By Lene Powell, J.D.
Newman did not add a requirement for tippers to receive a “quid pro quo” from tippees, so Rajat Gupta lost his bid to have his two-year sentence for insider trading vacated. According to Judge Rakoff, Newman did not change the “personal benefit” standard as it applied to Gupta’s case, so it would not have been futile to raise the issue on appeal and Gupta did not establish that he was actually innocent. Moreover, even if an element of a pecuniary benefit from tippee to tipper was required, as Gupta argued, such a benefit was proved against Gupta at trial (U.S. v. Gupta, July 2, 2015, Rakoff, J.).
Background. In 2012, former Goldman Sachs board member Rajat K. Gupta was sentenced to two years in prison for giving material non-public information about Goldman to Raj Rajaratnam of The Galleon Group, in violation of the insider trading prohibition under Exchange Act Section l0(b). In March 2014, a Second Circuit panel upheld Gupta’s conviction and denied his request for a new trial, ruling that the district court properly admitted, limited, or excluded wiretap and character evidence. On April 20, 2015, the Supreme Court denied certiorari on Gupta’s petition.
No futility under previous law. Gupta brought a motion for post-conviction relief under 28 U.S.C. § 2255 to vacate the sentence and judgment against him, arguing that, in light of the Newman decision, the court’s instruction to the jury concerning the "personal benefit" element of an insider trading violation was wrong and that not enough evidence of such a benefit was proved at trial to sustain his conviction.
In a Section 2255 motion, the defendant must demonstrate either cause for failing to raise the issue and resulting prejudice, or actual innocence. One way a habeas petitioner can establish cause is by showing that that it would have been futile to raise or preserve the issue, due to prior case law that consistently rejected the particular claim. Here, however, Gupta’s argument was not futile. Although Newman may have narrowed the range of evidence that would support an inference of “benefit,” it did not purport to overrule any binding precedent. Also, belying the claim that it was futile, at trial Gupta objected to the description of the benefit element in the jury instructions, but then decided not to pursue the argument on appeal. Because the argument was not futile—then or now—it should have been raised on appeal.

● **Exercise task 1**
Substitute "image" for "scene" throughout the records below, and reproduce every line otherwise unchanged.

● **Extracted material**
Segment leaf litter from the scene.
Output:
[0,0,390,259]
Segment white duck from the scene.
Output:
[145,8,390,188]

● **Exercise task 2**
According to the text on Gupta's insider trading case, on what date did the Supreme Court deny certiorari on Gupta's petition?

● **Correct answer 1**
Segment leaf litter from the image.
Output:
[0,0,390,259]
Segment white duck from the image.
Output:
[145,8,390,188]

● **Correct answer 2**
April 20, 2015.